_What the exercise asks_: Word for word, please restate each record and pass over the pictures.

_Exercise data_:
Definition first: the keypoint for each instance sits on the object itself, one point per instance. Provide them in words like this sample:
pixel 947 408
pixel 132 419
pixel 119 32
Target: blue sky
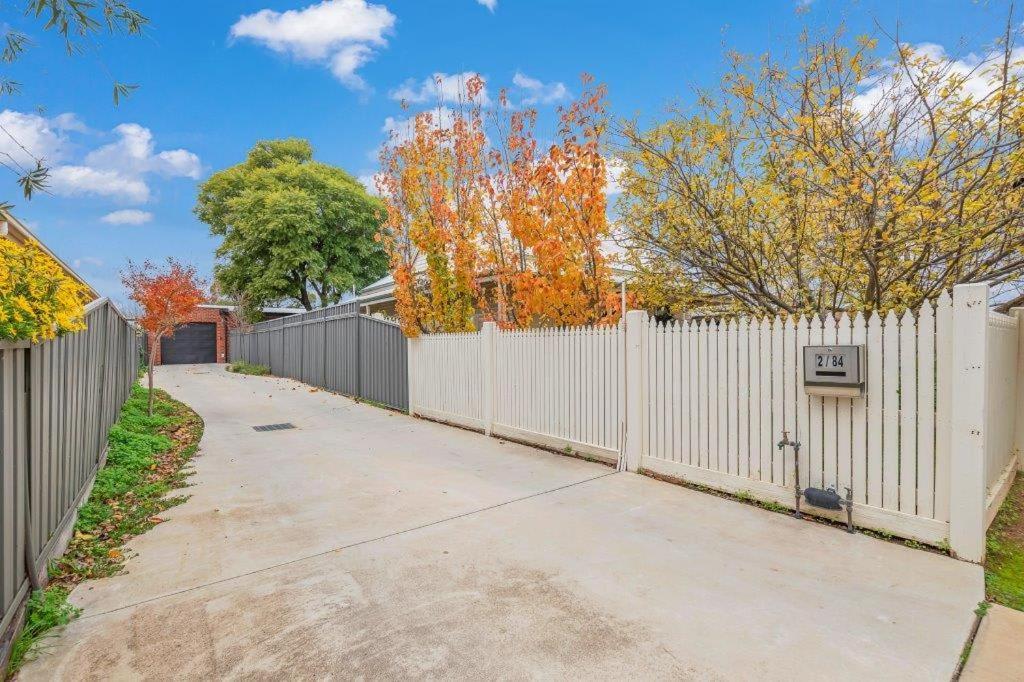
pixel 218 76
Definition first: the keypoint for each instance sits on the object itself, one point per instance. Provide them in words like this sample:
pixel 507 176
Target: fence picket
pixel 890 413
pixel 908 414
pixel 743 398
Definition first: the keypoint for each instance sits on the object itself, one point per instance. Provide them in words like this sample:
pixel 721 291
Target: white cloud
pixel 438 88
pixel 117 170
pixel 81 180
pixel 127 217
pixel 401 130
pixel 891 87
pixel 538 92
pixel 25 137
pixel 340 34
pixel 134 154
pixel 87 260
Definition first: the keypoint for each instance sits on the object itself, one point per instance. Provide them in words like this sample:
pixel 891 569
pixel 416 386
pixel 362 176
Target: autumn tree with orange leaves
pixel 165 297
pixel 479 217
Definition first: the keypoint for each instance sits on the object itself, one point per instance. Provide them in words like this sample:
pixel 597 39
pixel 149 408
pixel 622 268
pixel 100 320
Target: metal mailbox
pixel 837 371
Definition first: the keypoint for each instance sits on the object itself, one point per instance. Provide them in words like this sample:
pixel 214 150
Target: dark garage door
pixel 196 342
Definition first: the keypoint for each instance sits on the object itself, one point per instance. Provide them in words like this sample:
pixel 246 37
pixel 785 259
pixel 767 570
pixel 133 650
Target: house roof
pixel 19 233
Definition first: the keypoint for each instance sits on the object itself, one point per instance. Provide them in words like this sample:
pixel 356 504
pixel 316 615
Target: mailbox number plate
pixel 833 366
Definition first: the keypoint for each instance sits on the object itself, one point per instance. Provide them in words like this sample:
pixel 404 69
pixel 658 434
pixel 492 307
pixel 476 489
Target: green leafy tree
pixel 293 228
pixel 78 23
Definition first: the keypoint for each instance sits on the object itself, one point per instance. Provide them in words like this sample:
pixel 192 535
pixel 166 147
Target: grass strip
pixel 1005 563
pixel 242 367
pixel 147 459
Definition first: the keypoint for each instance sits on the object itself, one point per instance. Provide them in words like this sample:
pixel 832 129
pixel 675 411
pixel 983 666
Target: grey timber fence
pixel 336 348
pixel 57 402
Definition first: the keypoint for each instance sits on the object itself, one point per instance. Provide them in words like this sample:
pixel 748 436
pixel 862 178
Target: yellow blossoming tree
pixel 847 177
pixel 38 300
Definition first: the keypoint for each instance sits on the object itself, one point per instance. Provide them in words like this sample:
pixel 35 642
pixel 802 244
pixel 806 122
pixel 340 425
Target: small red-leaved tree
pixel 166 297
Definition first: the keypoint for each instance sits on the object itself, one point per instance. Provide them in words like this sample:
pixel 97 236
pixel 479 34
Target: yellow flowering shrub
pixel 38 300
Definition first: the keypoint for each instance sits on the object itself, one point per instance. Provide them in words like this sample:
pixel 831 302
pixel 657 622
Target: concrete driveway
pixel 366 544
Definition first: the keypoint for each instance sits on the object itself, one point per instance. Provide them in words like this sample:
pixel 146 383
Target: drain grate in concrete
pixel 273 427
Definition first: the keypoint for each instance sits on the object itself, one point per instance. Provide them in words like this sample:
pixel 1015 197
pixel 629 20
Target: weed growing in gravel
pixel 146 459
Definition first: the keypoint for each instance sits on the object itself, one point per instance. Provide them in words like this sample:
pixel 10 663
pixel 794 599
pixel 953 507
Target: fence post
pixel 967 469
pixel 487 332
pixel 635 323
pixel 411 346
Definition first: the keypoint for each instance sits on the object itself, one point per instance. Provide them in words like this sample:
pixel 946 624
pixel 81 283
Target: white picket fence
pixel 928 453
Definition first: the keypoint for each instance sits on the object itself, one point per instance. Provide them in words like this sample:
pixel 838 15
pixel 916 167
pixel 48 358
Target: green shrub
pixel 242 367
pixel 46 609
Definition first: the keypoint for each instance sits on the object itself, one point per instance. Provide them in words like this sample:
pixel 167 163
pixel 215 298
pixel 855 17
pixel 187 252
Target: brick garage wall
pixel 222 318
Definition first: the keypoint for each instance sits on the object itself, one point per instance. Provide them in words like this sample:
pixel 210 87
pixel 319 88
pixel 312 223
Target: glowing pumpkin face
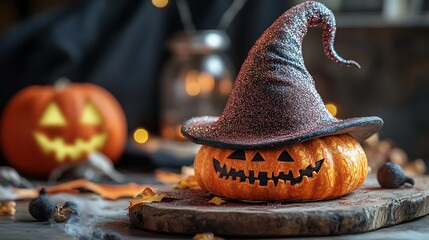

_Response for this exercise_:
Definition first: the keypoint for each instance sits on the object itself, one point per instance. Provide them in words like this sample:
pixel 947 408
pixel 132 419
pixel 119 32
Target: blue sky
pixel 218 76
Definition first: the keypoint for each instance sits on the object itself, one point per instance. Provide them in words like this sample:
pixel 507 176
Target: fence picket
pixel 890 413
pixel 908 414
pixel 743 398
Definition first: the keypoint for each instance sits on the object itself, one point per instance. Provide them in words like this sample:
pixel 721 291
Target: white cloud
pixel 438 88
pixel 117 170
pixel 81 180
pixel 127 217
pixel 401 130
pixel 891 87
pixel 538 92
pixel 25 137
pixel 340 34
pixel 134 154
pixel 87 260
Definition first: the keypoint for each instance sits on the object itself, one point per instance. Provide them in words like this sample:
pixel 891 569
pixel 416 386
pixel 362 176
Target: autumn tree with orange leaves
pixel 165 297
pixel 479 217
Definition first: the keypoint for each instance sits on the object itself, one point per instance. Provide them in words like this sample:
pixel 597 39
pixel 149 408
pixel 622 268
pixel 100 320
Target: metal mailbox
pixel 837 371
Definition first: the keypoint for each instance sits on the object itself, one point per instance. Provide them in words like this sample:
pixel 214 150
Target: dark garage door
pixel 196 342
Definition first: the keypoint for each instance sits on the object itself, one point per instance. Provide them in words like this sample:
pixel 246 37
pixel 785 259
pixel 767 570
pixel 133 650
Target: house roof
pixel 19 233
Definition first: the keypoint for each instance sits on the object itself, one point per instance. Provide them in words like this sample:
pixel 356 504
pixel 316 615
Target: mailbox number plate
pixel 833 366
Definition first: the keypoint for each instance sits on the object itself, one point per instance. Provide them in words like this sample:
pixel 404 69
pixel 658 434
pixel 492 307
pixel 476 489
Target: green leafy tree
pixel 293 228
pixel 78 23
Definition first: the keypoint for each instance sits on the object itself, one point per instance. Provide them in words like this sample:
pixel 192 535
pixel 166 147
Target: grass strip
pixel 1005 563
pixel 242 367
pixel 147 459
Definition first: the keypoint for each instance sits on the object itself, one point per instance. Provide them in words like this sample:
pixel 832 129
pixel 675 411
pixel 983 666
Target: grey timber fence
pixel 336 348
pixel 57 402
Definition first: the keypoint for each instance sits on the object itself, one point per instance. Provide them in words like this sample:
pixel 748 436
pixel 862 178
Target: yellow blossoming tree
pixel 847 177
pixel 38 300
Definition first: the keypoint for each instance sits on the object itself, one point per instance. Provide them in words like this sample:
pixel 35 642
pixel 802 244
pixel 806 122
pixel 340 425
Target: small red-leaved tree
pixel 166 297
Definition first: the keypoint for each instance sits on the object itself, one point per instance. Provide them in words like this sample:
pixel 97 236
pixel 479 34
Target: yellow flowering shrub
pixel 38 300
Definition first: the keypoint for each instance sits on the object itself, one point per instance. Provide them in words like this sample:
pixel 831 302
pixel 657 622
Target: concrete driveway
pixel 366 544
Definition first: the keypoint for each instance sits on the object itself, one point per instance. Provide them in words like this sample:
pixel 146 383
Target: drain grate in concrete
pixel 273 427
Definition first: the keypoint for each instance sits on the object itself, one point per instance. Provide them in words like this sample:
pixel 1015 197
pixel 629 20
Target: weed growing in gravel
pixel 146 459
Definition first: the keypoint for each instance sits on the object itself, one point per instance. Provide them in words like this sample:
pixel 10 663
pixel 794 599
pixel 953 507
Target: fence post
pixel 967 469
pixel 487 332
pixel 635 323
pixel 411 346
Definition first: the keypoint for each instance sits on the object itself, one point per instance. Provide them in words like this sample:
pixel 946 624
pixel 81 283
Target: white picket fence
pixel 928 453
Definition first: the keypoint for each instance sits on the object itself, one point per instance. Provide them in words like this sample:
pixel 838 15
pixel 916 167
pixel 48 358
Target: green shrub
pixel 242 367
pixel 46 609
Definition first: the keypoint for each instance sits on the object itself, one point per instance. Provide them in words like this sample:
pixel 167 163
pixel 215 298
pixel 855 17
pixel 187 252
Target: brick garage wall
pixel 222 318
Definition first: the keypoint for each instance sits on the object itself, one point per instance. Provide them in words like this sample:
pixel 210 87
pixel 319 88
pixel 312 223
Target: glowing pumpkin face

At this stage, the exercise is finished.